● WRITTEN REQUEST: Count the lines below that contain the word "hair", paying attention to upper and lower case, and give only the number.

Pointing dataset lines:

::::::::

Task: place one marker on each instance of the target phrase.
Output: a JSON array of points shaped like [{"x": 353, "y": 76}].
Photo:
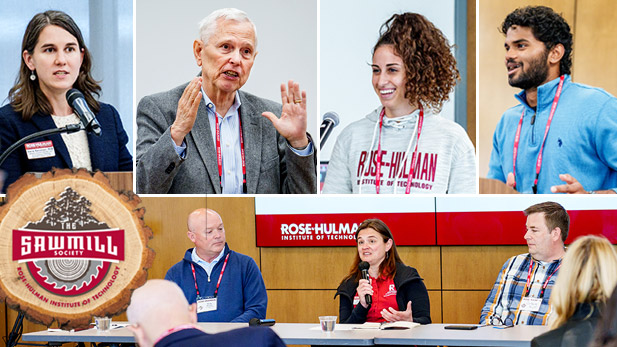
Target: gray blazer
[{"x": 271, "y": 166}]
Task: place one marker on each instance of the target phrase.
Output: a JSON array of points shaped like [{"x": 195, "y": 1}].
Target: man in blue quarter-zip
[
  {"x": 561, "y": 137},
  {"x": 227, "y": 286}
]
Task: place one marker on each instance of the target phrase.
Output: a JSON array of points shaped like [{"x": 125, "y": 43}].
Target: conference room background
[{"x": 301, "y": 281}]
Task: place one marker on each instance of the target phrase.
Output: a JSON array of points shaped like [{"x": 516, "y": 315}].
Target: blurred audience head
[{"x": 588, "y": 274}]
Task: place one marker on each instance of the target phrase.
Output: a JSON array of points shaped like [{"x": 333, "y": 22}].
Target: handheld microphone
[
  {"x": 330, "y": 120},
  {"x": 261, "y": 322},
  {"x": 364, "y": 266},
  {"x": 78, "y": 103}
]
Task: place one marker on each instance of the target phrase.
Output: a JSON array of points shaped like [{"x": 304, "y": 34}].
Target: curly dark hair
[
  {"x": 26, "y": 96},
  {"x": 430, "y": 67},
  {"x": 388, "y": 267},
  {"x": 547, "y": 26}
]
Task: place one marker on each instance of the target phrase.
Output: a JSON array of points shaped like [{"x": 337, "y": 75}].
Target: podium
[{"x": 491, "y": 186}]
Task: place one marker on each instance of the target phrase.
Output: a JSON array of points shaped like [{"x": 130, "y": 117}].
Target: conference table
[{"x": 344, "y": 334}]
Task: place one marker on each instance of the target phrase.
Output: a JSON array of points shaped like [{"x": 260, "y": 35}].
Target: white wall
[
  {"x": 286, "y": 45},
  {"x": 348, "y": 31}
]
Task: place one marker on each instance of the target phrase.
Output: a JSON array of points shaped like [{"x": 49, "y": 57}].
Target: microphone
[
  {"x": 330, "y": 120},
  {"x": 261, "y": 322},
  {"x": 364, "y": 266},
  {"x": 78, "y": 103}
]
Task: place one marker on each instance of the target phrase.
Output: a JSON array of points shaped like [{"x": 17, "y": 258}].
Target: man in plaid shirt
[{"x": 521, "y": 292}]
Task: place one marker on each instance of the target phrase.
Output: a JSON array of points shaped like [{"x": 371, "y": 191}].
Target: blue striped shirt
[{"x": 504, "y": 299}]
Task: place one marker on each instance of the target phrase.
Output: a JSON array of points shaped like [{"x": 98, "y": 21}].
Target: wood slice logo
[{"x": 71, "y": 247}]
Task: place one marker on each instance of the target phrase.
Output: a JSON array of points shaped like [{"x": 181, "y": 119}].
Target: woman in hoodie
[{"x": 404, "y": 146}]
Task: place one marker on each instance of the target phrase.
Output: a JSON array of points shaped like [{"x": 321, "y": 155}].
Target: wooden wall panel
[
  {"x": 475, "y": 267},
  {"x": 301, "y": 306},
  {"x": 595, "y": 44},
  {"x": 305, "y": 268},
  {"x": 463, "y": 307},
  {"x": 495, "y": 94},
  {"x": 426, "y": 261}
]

::::::::

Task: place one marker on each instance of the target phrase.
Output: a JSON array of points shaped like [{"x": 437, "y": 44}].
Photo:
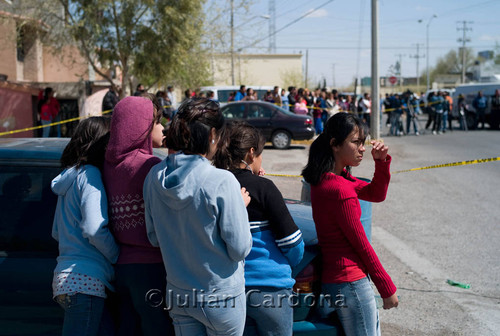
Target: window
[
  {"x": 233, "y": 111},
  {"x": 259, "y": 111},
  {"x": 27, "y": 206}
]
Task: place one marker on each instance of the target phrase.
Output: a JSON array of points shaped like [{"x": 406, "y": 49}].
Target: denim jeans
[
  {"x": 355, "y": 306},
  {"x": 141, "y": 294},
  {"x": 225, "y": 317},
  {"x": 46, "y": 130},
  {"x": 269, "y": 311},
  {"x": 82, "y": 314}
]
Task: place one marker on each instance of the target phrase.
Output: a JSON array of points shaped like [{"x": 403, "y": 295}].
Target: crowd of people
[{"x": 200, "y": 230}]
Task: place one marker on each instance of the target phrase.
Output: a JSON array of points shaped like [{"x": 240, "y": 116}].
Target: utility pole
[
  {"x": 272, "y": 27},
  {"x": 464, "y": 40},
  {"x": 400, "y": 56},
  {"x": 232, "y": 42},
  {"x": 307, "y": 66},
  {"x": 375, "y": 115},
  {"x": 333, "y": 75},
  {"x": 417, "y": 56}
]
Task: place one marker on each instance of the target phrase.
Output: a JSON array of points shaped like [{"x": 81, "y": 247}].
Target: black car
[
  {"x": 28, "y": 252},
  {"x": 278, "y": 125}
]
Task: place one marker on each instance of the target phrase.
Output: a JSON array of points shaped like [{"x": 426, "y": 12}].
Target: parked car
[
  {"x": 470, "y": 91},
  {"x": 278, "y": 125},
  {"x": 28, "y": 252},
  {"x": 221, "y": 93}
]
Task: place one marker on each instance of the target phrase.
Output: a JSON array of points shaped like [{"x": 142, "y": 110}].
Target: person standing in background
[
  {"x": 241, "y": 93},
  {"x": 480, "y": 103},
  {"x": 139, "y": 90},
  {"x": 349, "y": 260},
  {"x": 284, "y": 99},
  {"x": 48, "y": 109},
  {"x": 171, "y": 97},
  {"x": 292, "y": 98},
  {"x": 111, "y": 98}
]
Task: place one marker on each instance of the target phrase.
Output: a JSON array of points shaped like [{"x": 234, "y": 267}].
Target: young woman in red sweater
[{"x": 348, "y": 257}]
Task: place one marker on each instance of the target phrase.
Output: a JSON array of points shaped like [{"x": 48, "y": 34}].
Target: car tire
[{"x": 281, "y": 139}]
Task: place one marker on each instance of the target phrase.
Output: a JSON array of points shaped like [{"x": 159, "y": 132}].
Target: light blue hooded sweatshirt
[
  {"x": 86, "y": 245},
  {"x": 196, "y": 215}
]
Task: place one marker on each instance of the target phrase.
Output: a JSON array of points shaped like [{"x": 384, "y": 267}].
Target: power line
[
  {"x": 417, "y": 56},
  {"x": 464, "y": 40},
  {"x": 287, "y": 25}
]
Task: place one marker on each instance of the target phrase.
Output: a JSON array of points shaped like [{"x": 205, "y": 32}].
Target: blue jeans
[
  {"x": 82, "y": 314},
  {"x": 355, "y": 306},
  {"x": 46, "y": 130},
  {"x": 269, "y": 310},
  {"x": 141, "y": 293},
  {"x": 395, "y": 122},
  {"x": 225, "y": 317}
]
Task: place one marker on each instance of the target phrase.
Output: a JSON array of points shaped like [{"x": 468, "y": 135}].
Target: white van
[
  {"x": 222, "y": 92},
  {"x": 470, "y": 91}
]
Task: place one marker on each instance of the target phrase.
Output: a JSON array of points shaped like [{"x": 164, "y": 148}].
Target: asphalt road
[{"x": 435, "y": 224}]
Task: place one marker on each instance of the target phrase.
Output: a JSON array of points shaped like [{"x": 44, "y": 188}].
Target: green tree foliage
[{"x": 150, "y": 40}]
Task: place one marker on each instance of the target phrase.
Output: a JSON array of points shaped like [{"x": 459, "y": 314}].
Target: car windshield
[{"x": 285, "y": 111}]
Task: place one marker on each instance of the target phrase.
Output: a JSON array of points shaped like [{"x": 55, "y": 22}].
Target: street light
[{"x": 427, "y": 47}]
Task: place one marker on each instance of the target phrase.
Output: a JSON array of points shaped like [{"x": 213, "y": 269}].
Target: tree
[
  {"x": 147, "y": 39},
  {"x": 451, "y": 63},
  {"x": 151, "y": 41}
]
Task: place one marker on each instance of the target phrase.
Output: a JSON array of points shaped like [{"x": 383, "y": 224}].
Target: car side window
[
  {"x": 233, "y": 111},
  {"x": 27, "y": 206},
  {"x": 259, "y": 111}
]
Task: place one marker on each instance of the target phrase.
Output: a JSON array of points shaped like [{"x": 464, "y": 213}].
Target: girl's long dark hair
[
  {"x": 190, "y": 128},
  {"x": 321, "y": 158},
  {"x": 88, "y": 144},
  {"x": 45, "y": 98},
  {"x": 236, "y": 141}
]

::::::::

● RESULT: 2